■ What is asked:
Can you rewrite the lines below so that every "banner" becomes "pennant", with nothing else changed?

Saved data entries:
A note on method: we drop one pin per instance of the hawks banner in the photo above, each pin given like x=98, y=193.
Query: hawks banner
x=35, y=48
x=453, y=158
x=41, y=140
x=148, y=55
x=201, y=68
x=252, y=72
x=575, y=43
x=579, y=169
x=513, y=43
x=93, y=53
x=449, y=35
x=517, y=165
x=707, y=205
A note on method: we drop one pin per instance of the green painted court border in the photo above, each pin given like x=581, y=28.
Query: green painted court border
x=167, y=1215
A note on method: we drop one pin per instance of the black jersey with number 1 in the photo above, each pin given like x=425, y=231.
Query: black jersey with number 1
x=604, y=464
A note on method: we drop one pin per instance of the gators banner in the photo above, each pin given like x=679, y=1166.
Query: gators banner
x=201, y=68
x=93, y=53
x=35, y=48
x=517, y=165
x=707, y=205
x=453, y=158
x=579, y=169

■ Full output:
A note on method: we drop one pin per instance of the hawks pennant in the photo above, each pin given like x=98, y=193.
Query: hawks pennant
x=35, y=48
x=453, y=158
x=41, y=140
x=148, y=55
x=201, y=68
x=252, y=72
x=575, y=43
x=579, y=169
x=513, y=43
x=93, y=53
x=449, y=35
x=517, y=165
x=707, y=205
A note on method: we drop one pin per instance of the green painted court border in the photo above, each pin given like x=581, y=28.
Query: green painted court border
x=167, y=1215
A note on method: we drop one pin per instance of the black jersey with number 1 in the photo above, each pin given like x=425, y=231.
Query: black jersey with number 1
x=604, y=464
A note on method: we drop one pin per instance of the gators pennant in the photo above, each pin given like x=679, y=1166.
Query: gators pennant
x=201, y=68
x=93, y=53
x=35, y=48
x=517, y=165
x=707, y=205
x=453, y=158
x=579, y=169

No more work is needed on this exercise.